## Exercise prompt
Set the listing down unchanged, minus every embedded image.
= = = =
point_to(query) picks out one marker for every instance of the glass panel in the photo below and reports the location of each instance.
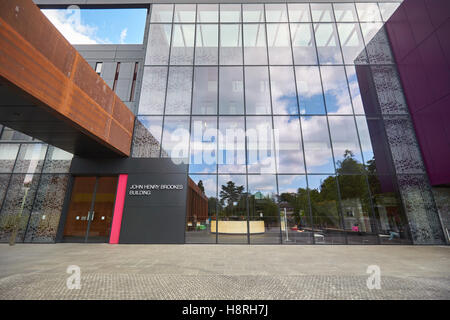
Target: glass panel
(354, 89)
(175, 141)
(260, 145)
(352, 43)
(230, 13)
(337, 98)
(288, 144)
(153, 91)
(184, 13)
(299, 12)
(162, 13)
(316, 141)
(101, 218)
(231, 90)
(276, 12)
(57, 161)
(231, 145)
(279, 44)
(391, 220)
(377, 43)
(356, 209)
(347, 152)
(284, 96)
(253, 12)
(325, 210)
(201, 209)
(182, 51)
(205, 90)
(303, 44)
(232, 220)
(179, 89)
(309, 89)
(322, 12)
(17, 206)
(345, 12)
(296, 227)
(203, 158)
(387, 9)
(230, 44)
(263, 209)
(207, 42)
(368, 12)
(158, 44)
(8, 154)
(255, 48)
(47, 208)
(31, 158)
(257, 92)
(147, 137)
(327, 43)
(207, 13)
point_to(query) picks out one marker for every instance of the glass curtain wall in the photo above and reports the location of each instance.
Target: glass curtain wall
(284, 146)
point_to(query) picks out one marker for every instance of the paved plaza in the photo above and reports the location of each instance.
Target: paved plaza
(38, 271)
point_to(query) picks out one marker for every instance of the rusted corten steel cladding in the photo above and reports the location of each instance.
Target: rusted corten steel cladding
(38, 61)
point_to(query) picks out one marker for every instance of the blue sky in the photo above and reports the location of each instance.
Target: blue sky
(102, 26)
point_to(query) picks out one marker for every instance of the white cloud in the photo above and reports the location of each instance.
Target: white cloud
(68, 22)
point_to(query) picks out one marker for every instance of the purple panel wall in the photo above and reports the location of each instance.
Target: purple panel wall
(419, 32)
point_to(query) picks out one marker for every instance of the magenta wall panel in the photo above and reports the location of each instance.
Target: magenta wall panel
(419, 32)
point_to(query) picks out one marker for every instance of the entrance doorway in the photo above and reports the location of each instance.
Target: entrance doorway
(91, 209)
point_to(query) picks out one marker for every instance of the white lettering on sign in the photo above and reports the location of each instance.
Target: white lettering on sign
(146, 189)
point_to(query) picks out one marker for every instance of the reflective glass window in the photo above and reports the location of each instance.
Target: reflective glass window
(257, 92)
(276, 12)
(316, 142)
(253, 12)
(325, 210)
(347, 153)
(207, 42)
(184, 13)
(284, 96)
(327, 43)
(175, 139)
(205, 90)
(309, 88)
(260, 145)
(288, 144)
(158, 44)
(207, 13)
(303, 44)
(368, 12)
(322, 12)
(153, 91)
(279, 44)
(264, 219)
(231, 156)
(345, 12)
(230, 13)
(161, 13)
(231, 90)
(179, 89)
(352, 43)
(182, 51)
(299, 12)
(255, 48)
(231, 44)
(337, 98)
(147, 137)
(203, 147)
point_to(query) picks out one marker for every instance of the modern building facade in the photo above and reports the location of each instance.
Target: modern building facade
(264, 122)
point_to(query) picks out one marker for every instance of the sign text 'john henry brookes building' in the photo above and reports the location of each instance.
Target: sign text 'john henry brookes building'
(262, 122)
= = = =
## Result for this task
point_to(query) picks out one marker for every instance of the glass panel in the photo below and reports the location of each instance.
Target: glass panel
(354, 89)
(175, 141)
(260, 145)
(352, 43)
(230, 13)
(337, 98)
(288, 144)
(153, 91)
(184, 13)
(299, 12)
(162, 13)
(316, 141)
(101, 218)
(231, 90)
(276, 12)
(57, 161)
(231, 145)
(279, 44)
(391, 220)
(377, 43)
(356, 209)
(347, 152)
(284, 96)
(253, 12)
(325, 210)
(201, 209)
(182, 51)
(205, 90)
(303, 44)
(232, 220)
(179, 89)
(309, 89)
(322, 12)
(17, 206)
(345, 12)
(296, 227)
(203, 158)
(387, 9)
(230, 44)
(263, 209)
(207, 42)
(368, 12)
(158, 44)
(8, 154)
(255, 48)
(47, 208)
(31, 158)
(257, 92)
(147, 137)
(327, 43)
(207, 13)
point_to(query) picks out one marker for every instance of the glass curtain wall in the photo above and reports the location of each instance.
Target: glass curtain wall
(284, 146)
point_to(query) picks out one marker for every instance of the paved plaza in the photo above and reports the location of each instance.
Target: paved plaza
(38, 271)
point_to(query) picks out one marker for every instance of the rusted corten steel cladding in the photo above and reports the location of each instance.
Target: rusted corten steel cladding
(38, 61)
point_to(query) picks out one marker for every instance of the blue sky in the photo above and reports the location of each instance.
Target: blue sky
(102, 26)
point_to(query) picks out one marker for every instance of the white cloud in the photo above and reports the location of each instance.
Target: white cloud
(68, 22)
point_to(query) picks out one marker for every instance of the purple panel wall in the photo above and reports the location of each instance.
Target: purple panel wall
(419, 32)
point_to(query) picks out one marker for every instance of the magenta wall panel in the photo above and reports the location of each instance.
Target: magenta wall panel
(419, 32)
point_to(query) picks out one marker for every instance of the entrance doorway in the photo above and reports the location of each instance.
Target: entrance doorway
(91, 209)
point_to(query) picks out one marker for every instance of the white lettering on sign in the photo above and reports the location of each instance.
Target: white lettering on sign
(146, 189)
point_to(query) picks out one marker for every instance of the reflective glass window in the photo above and reports the location of each instance.
Target: reflective glass window
(257, 92)
(276, 12)
(316, 142)
(253, 12)
(325, 210)
(347, 153)
(207, 42)
(184, 13)
(284, 96)
(327, 43)
(175, 139)
(205, 90)
(309, 88)
(260, 145)
(288, 144)
(158, 44)
(207, 13)
(303, 44)
(368, 12)
(322, 12)
(153, 91)
(279, 44)
(264, 219)
(231, 156)
(345, 12)
(230, 13)
(161, 13)
(231, 90)
(179, 89)
(352, 43)
(182, 51)
(299, 12)
(255, 48)
(231, 44)
(337, 98)
(147, 137)
(203, 147)
point_to(query) picks out one marker for every instance of the modern building facade in the photo above and reports the location of each instance.
Target: modern building facade
(264, 122)
point_to(query) picks out one marker for every instance of the sign text 'john henry brookes building' in the photo above and reports the location of each instance.
Target: sign text 'john henry brookes building'
(262, 122)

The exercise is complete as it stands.